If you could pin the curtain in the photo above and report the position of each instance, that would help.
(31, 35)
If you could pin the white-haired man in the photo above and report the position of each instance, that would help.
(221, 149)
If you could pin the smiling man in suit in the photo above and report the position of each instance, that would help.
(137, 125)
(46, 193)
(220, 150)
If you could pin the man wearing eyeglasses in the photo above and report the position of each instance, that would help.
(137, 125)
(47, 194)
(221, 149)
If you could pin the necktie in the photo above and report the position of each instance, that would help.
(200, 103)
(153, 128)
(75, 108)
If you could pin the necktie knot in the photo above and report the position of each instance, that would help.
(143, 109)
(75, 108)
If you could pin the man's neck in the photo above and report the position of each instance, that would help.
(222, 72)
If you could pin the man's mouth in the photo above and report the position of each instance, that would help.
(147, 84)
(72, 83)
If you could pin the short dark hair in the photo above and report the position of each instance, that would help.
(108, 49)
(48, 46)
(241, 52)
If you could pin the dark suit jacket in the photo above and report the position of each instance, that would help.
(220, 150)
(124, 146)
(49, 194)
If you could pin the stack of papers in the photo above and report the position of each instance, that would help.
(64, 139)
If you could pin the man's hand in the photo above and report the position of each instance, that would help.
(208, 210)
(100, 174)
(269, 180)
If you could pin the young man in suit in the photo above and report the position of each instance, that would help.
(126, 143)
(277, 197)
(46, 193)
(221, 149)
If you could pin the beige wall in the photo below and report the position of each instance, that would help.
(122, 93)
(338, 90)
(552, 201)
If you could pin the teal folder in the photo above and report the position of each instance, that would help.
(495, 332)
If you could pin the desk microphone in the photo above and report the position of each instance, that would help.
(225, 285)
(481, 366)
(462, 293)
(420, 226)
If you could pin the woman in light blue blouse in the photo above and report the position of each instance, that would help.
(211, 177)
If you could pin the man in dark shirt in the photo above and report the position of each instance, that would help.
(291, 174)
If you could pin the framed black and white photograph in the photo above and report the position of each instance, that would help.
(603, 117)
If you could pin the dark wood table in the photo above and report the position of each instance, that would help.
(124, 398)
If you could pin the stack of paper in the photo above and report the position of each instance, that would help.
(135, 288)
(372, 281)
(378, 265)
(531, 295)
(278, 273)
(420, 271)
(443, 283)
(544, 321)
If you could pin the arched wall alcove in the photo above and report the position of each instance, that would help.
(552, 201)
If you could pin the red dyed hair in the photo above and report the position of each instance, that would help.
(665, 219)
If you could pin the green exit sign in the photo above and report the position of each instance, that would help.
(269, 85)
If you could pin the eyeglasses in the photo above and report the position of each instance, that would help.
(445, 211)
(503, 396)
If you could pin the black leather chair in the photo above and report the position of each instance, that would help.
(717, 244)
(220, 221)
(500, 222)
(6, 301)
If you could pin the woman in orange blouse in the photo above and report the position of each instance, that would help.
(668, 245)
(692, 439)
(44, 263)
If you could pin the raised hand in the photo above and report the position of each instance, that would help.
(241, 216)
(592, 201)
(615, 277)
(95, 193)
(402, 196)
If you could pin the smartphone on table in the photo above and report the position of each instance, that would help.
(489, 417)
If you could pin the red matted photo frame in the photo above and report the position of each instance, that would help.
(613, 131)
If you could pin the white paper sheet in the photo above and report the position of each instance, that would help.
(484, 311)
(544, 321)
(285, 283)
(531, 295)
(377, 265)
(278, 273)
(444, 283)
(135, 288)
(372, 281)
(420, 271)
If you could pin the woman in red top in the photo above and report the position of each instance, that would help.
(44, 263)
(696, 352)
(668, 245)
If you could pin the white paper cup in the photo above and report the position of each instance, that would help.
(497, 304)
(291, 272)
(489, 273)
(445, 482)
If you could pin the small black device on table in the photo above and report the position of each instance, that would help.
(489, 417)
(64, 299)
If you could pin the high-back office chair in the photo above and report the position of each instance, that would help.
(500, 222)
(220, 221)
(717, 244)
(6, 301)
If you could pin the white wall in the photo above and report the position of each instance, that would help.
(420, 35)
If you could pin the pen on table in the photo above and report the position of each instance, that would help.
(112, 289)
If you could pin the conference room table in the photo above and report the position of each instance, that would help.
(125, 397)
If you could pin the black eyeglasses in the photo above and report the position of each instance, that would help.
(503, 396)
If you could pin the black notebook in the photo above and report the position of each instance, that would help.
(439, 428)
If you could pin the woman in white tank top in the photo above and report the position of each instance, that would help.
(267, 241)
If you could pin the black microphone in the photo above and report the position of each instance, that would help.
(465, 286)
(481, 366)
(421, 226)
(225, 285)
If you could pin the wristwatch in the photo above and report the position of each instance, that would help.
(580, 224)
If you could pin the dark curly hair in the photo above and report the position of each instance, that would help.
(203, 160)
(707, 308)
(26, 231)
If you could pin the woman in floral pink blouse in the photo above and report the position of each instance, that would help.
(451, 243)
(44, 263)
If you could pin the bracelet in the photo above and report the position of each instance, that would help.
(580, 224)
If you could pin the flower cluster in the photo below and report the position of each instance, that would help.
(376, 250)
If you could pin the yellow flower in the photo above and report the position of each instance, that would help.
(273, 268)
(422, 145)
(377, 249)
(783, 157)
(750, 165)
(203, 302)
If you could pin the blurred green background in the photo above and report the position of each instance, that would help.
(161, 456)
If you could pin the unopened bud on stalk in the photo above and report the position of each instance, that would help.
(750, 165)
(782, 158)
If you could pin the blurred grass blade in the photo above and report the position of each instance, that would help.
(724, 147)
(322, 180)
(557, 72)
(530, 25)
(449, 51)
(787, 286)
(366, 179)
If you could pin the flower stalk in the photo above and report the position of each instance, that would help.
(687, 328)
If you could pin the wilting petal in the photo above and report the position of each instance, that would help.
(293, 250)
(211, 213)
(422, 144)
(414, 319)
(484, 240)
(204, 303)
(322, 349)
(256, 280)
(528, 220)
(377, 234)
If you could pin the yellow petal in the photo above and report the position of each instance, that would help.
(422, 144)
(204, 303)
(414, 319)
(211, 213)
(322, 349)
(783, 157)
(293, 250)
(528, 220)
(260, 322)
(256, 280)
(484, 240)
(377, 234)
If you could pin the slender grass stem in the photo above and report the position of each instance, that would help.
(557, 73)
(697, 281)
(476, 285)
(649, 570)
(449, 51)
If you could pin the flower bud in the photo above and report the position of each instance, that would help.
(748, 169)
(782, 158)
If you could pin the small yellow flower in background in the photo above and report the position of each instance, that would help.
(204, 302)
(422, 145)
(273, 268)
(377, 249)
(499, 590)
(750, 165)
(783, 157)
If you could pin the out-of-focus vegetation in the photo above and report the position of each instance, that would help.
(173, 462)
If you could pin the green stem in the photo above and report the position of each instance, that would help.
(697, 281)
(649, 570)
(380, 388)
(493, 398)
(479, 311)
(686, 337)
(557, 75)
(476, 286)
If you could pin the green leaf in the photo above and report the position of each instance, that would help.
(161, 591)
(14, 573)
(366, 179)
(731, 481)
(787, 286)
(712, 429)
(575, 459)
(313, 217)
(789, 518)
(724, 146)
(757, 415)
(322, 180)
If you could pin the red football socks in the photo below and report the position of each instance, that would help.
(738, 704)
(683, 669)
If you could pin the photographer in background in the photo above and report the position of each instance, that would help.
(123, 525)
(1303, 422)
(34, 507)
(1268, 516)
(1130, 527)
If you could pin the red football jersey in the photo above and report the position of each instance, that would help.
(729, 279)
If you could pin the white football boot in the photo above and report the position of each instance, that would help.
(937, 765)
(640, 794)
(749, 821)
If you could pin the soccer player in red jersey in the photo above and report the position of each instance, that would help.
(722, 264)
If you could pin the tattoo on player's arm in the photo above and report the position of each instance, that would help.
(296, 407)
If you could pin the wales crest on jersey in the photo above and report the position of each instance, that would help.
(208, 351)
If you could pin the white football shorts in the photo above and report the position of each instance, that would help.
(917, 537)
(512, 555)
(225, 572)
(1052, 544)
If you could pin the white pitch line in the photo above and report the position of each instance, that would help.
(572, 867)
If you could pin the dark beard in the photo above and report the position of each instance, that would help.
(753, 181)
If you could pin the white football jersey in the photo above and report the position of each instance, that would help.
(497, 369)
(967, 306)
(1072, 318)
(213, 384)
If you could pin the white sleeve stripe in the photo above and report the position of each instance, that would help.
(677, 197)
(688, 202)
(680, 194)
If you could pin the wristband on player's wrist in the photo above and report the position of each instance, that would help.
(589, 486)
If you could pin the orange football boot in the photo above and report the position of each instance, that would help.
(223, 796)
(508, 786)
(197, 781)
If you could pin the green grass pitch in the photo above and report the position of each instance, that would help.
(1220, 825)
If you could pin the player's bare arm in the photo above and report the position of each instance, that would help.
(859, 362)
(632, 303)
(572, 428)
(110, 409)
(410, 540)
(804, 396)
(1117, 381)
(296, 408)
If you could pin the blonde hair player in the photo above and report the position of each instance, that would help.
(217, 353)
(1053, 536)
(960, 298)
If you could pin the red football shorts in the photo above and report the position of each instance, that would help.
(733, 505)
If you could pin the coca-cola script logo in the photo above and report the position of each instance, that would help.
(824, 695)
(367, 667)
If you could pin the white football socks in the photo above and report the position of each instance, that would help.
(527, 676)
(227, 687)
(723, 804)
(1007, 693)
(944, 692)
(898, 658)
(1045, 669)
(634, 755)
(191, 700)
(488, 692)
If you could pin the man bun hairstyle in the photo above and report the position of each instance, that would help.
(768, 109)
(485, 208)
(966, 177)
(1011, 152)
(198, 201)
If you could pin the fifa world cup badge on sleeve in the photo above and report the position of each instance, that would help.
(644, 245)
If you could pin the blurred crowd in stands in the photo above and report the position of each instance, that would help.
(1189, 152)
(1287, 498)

--------------------------------

Nothing from before the line containing "If you could pin the blonde" should appear; copy that line and each one after it through the last line of the entries, exactly.

If you could pin the blonde hair player in the photo above and report the position of each instance, that would help.
(217, 353)
(1053, 536)
(960, 298)
If you could pin the red football shorts in the photo above and report the position of each instance, that would help.
(733, 505)
If you could pin the coca-cola script logo in the photo above and report the position of each instance, that would help.
(824, 695)
(367, 667)
If you could pin the white football socks in the photo above and report the position of each instance, that would help.
(527, 676)
(227, 687)
(723, 804)
(1007, 693)
(944, 692)
(898, 658)
(1045, 669)
(634, 755)
(191, 700)
(488, 692)
If you could pin the man bun hairstyle in the photo above and report the position of each instance, that would help.
(768, 109)
(485, 208)
(966, 177)
(1011, 152)
(198, 201)
If you could pin the fifa world cup badge on sleeve in the photo above and report the position of each instance, that would help.
(644, 245)
If you could pin the blurred crowd in stands in the photo above and report the position of each instance, that would help.
(1189, 152)
(1287, 498)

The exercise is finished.